-- START OF EXCERPTED PASSAGE --
There is a Beginning in the End
The secret Tintoretto fraternitySpecial project of Pushkin Museum XXI
Chiesa di San Fantin, Venice
May, 11 — September, 11, 2019
Special project of Pushkin Museum XXI
Chiesa di San Fantin, Venice
May, 11 — September, 11, 2019
“Tintoretto is Venice, even if he does not paint Venice”
Jean-Paul Sartre
Special project of the Pushkin Museum of Fine Arts is devoted to the 500th anniversary of the great Venetian artist Jacopo Robusti, known as Tintoretto. The main protagonist of Tintoretto's works is the space — in his works he embodied an infinite turbulent universe. Tintoretto's approach is revolutionary for his time and close to contemporary media art: the idea of immersion into the space and the effect of being inside the depicted scene come to the fore in his art. The artists, who created installations specially for the space of the church of San Fantin, follow the same principle.
Contemporary artists rethink the innovative approach of the great Venetian master in their works and invite the viewers to immerse themselves in the universe of Tintoretto. They follow the most important themes of Tintoretto’s art: the spiritual unity of people, the miracle, as well as his mastering the dynamics of space and the expressive potential of light.
Tintoretto produced change in art that went against what seemed regular and traditional life. This exhibition is about the artist who is not looking for means of subsistence or personal comfort, but whose goal is to create artworks of great spiritual energy that change the viewer. The project consists of four different parts. Each part becomes an act which fills the entire space of the church.
In the eyes of today’s audience accustomed to scales and expression of the 20th-century Modernism, Tintoretto’s art still pushes the boundaries of what painting can say. Tintoretto’s name was re-actualized in the early 20th century thanks to Max Dvořák, a member of the Vienna School of Art, whose focus always turned to watersheds in the history of art. The art of Tintoretto was consonant with the expressionist search for formal elements, since the line and light were the artist’s main tools in designing space. Inasmuch as we see the world by the medium of light, it acts as the main vehicle for emotion.
In the mid-20th century the figure of Tintoretto became the subject for Jean-Paul Sartre, for whom the Venetian master embodied existential anguish — he was both behind his time (as the last native-born artist on a scene ruled by a cosmopolitan elite) and ahead of it (as the ideal artist for a rising bourgeoisie that was still timid to declare itself amidst the pomp and decorum of the ducal republic).
-- END OF EXCERPTED PASSAGE --
-- START OF RECORD EXCERPTS --
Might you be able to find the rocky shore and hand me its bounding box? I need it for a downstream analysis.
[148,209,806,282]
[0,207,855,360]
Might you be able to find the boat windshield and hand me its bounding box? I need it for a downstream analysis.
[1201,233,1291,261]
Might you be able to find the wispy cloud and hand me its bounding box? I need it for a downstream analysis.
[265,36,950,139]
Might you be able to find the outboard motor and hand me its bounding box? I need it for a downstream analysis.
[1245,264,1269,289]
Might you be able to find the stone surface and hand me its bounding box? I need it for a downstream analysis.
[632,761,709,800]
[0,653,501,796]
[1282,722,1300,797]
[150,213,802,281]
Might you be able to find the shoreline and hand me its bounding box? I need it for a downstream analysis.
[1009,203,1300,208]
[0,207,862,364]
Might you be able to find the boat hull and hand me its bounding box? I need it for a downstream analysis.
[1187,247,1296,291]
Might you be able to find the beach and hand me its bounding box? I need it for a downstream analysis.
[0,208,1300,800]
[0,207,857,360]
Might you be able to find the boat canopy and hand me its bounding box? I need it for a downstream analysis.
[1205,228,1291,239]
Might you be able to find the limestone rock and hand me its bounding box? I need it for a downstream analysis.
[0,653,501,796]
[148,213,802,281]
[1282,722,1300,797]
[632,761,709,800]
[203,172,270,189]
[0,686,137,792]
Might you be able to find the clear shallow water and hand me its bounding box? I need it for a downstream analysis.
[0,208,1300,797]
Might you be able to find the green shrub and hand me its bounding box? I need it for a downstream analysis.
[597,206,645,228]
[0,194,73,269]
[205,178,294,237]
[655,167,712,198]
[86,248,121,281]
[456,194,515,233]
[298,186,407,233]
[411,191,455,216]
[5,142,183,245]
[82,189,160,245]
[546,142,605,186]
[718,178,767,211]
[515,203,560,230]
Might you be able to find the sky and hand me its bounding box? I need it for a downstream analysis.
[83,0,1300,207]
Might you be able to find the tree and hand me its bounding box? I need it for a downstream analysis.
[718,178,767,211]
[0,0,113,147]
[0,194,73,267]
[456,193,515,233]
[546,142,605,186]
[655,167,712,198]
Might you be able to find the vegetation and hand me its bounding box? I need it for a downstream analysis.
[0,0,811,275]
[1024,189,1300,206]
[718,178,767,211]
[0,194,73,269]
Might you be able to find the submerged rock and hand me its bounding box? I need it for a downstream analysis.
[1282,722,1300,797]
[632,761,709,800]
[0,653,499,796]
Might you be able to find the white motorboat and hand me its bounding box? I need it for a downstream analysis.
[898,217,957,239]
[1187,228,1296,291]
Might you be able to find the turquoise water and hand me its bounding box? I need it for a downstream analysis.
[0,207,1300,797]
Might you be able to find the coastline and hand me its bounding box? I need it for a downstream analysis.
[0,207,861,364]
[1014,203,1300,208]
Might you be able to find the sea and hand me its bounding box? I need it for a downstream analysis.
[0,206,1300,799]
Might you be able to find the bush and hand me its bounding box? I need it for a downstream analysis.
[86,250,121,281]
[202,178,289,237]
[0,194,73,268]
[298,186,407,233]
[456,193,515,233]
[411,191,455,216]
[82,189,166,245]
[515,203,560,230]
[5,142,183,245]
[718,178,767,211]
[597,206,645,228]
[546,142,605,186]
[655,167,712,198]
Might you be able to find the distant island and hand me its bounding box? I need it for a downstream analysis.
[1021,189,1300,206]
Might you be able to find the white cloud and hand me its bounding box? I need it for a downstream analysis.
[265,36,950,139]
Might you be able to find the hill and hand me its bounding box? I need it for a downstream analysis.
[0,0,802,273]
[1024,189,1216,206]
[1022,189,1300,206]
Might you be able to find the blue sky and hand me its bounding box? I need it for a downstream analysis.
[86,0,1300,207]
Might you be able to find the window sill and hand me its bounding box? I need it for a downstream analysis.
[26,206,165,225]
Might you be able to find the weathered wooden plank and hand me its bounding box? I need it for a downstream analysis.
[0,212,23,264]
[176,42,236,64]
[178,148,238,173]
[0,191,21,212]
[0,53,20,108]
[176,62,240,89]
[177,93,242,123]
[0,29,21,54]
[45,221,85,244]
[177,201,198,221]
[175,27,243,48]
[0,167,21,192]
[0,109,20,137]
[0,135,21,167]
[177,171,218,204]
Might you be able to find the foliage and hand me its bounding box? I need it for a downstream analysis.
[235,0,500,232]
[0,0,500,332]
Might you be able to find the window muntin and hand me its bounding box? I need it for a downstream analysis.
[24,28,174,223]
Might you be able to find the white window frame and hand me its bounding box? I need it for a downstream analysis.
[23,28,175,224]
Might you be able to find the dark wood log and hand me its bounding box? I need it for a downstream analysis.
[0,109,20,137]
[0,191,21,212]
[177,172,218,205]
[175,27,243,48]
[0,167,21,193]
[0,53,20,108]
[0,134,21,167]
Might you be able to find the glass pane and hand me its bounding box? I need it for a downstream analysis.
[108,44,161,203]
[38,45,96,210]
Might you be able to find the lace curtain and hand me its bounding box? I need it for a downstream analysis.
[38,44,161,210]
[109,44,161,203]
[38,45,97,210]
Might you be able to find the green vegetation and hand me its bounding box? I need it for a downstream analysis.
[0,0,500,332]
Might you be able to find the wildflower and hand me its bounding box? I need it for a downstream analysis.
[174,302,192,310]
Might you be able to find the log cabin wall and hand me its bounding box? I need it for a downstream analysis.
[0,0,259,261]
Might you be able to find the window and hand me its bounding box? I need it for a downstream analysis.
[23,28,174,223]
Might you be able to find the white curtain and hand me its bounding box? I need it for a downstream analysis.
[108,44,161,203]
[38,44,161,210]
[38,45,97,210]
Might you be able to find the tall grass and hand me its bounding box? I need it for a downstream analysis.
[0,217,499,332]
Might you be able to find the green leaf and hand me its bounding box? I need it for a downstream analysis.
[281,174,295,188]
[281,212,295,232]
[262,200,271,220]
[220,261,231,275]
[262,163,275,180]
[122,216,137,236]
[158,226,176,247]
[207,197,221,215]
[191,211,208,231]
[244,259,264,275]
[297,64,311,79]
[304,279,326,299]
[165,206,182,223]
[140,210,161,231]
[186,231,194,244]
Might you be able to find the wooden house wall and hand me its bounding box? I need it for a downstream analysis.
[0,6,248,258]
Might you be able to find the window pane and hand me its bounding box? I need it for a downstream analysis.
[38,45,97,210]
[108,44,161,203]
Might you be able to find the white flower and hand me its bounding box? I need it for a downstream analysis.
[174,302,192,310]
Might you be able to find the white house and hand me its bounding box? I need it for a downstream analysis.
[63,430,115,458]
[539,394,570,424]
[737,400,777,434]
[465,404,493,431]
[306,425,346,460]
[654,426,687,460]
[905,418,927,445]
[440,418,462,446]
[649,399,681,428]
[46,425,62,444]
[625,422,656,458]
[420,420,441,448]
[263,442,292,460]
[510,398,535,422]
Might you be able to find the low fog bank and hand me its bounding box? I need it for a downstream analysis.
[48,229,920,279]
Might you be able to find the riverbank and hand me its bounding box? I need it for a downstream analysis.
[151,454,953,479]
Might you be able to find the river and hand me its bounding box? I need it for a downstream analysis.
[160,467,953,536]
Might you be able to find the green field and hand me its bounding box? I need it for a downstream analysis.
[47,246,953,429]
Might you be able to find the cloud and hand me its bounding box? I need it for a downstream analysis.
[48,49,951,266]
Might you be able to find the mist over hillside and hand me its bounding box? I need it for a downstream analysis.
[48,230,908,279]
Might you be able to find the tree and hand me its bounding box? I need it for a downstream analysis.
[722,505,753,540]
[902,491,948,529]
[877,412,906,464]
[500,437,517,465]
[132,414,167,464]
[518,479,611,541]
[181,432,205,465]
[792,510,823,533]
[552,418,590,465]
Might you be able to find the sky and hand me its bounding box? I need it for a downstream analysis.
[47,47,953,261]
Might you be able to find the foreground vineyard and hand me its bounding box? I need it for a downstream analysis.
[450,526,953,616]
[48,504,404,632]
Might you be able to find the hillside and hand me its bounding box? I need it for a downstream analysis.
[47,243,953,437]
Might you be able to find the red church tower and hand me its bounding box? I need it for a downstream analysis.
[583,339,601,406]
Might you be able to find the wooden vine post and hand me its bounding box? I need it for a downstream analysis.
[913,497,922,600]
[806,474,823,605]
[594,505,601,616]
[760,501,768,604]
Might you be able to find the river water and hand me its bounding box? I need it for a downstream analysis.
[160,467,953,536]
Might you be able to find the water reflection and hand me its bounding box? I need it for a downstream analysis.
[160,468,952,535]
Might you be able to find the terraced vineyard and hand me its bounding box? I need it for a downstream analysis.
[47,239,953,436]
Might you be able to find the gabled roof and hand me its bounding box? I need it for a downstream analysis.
-- END OF RECORD EXCERPTS --
*TASKS*
- 1) According to the Tintoretto exhibition text, who brought Tintoretto's name back into focus in the early 20th century?
- 2) Transcribe the Tintoretto exhibition text word for word, starting at "In the eyes" and ending at "vehicle for emotion.".
- 3) Pick up the Tintoretto exhibition text after its final sentence and keep writing it.

*RESULTS*
- 1) Max Dvořák, a member of the Vienna School of Art.

- 2)
In the eyes of today’s audience accustomed to scales and expression of the 20th-century Modernism, Tintoretto’s art still pushes the boundaries of what painting can say. Tintoretto’s name was re-actualized in the early 20th century thanks to Max Dvořák, a member of the Vienna School of Art, whose focus always turned to watersheds in the history of art. The art of Tintoretto was consonant with the expressionist search for formal elements, since the line and light were the artist’s main tools in designing space. Inasmuch as we see the world by the medium of light, it acts as the main vehicle for emotion.

- 3)
The key starting points for this project are Tintoretto’s work with the Venetian confraternities and the refraction of the theme of communion in his art — in his numerous interpretations of the scene of The Last Supper as a spiritual unity of people. The Scuole Grandi represent an important page in the history of the Venetian Republic. These communities were similar to fraternities, guilds and charitable religious organizations, but the decisive factor in these unifications was a sort of affinity of souls. The Venetian scuola is something in between medieval guild, English gentlemen’s club and contemporary NGO — that is, something truly original, specifically Venetian, and much defining in the history of Venice. It was a sort of social security system, independent of the republic’s authorities. The Scuola di San Rocco, whose affiliate Tintoretto was for twenty years, helped common people, especially during the dark period of the outbreak of plague in Venice.
It was for the first time in Tintoretto's Last Suppers that the Italian Renaissance art brought the mystical theme of communion to the fore, leaving the dramatic theme of betrayal behind. For him, it is the scene of spiritual unity in the first place. Tintoretto places the classical biblical scene in the modest furnishings of his times and portrays the participants as ordinary people. Joint efforts of the Venetians to fight the outbreak of plague — in many respects under the auspices of the fraternity of Saint Roch — make the topic of communion at the shared table especially acute. Equally revolutionary is Tintoretto’s approach to the compositions of his paintings on this topic. Starting with classical frontal composition in the early work for the church of San Marcuola, he gradually reaches the dramatic dynamism of this scene. In The Last Supper for the church of San Simeone the table is skewed off the perspective projection; flickering artificial light adds a hue of mystery to the scene. This approach culminates in The Last Supper from the church of San Giorgio Maggiore: the dynamics of the composition makes the depicted scene uprush to the sky.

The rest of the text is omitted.